Exercise task ::
Please display each line from the listing below that contains the word "truck", copying every such line in full.

** Start Input **

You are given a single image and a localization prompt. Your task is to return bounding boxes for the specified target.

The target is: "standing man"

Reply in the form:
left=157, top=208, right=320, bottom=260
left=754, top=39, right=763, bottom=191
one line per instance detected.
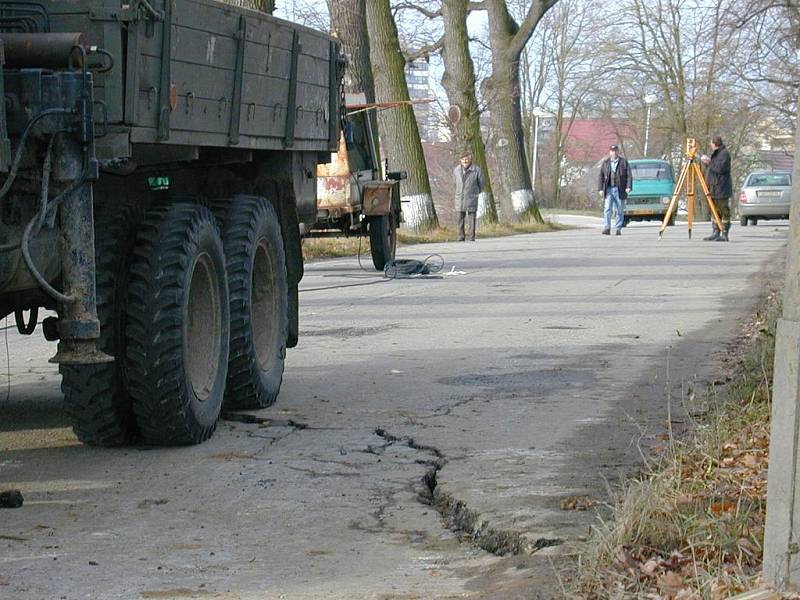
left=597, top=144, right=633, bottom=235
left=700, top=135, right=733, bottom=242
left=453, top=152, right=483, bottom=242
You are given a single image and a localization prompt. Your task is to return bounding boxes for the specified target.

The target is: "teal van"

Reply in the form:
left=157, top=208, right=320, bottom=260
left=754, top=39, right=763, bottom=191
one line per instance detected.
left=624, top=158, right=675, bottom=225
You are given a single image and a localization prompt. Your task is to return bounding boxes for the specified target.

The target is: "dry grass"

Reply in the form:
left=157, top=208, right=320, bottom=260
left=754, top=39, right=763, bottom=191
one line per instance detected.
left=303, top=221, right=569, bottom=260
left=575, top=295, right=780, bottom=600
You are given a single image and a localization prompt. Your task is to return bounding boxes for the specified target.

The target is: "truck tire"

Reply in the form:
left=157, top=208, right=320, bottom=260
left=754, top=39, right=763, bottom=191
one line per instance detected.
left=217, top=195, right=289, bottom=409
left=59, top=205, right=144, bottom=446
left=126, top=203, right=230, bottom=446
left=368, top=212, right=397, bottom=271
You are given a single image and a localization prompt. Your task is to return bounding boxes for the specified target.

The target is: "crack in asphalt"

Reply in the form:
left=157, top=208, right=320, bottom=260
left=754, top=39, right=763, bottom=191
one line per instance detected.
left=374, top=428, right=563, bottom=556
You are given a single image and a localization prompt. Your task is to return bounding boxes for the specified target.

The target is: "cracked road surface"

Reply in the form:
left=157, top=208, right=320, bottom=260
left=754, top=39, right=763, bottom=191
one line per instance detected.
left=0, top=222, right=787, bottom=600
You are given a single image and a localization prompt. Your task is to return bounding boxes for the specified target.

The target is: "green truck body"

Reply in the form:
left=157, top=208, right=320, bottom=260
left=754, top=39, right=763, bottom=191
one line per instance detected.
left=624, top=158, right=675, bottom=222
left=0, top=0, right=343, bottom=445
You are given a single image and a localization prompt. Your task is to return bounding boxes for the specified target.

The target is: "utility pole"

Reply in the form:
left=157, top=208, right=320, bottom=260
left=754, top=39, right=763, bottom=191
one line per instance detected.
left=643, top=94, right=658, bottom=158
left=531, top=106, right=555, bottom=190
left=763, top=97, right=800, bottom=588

** End Input **
** Start Input **

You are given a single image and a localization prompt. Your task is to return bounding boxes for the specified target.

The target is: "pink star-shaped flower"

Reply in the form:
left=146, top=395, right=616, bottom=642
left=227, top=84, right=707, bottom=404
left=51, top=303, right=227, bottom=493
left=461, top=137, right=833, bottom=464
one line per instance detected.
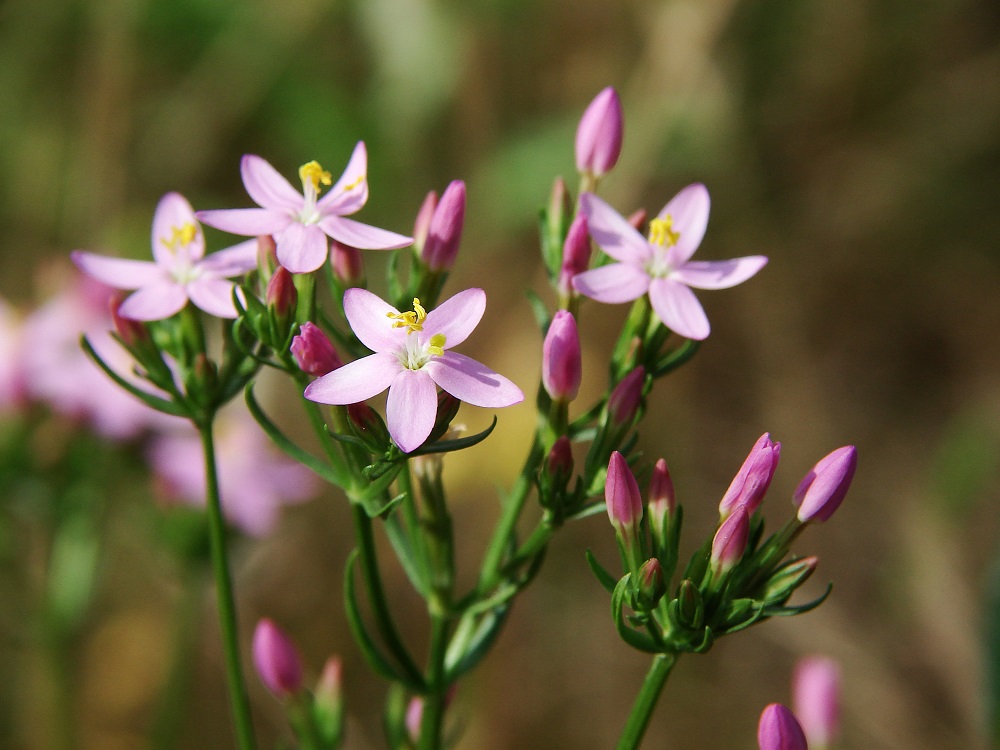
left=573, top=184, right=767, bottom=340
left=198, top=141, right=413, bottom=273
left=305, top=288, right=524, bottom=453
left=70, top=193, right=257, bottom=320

** End Input **
** Start Input **

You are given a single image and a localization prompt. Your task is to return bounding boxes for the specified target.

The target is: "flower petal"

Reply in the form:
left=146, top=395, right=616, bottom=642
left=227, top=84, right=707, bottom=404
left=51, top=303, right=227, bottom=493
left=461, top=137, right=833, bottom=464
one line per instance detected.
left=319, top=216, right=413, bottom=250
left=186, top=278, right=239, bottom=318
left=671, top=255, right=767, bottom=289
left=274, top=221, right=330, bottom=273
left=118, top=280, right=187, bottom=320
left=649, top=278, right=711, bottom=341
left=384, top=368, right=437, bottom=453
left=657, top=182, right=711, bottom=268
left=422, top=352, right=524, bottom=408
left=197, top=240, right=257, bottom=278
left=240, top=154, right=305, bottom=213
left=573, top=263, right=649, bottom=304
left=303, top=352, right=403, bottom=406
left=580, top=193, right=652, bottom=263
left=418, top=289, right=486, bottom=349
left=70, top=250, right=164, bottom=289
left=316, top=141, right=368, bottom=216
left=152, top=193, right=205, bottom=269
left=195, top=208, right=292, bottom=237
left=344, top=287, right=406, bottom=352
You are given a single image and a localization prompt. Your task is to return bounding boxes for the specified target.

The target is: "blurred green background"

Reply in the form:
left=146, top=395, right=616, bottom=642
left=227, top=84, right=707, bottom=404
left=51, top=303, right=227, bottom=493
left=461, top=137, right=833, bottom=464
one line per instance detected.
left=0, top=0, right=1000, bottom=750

** End Input **

Response below ::
The target is: "truck tire"
The target is: "green truck body"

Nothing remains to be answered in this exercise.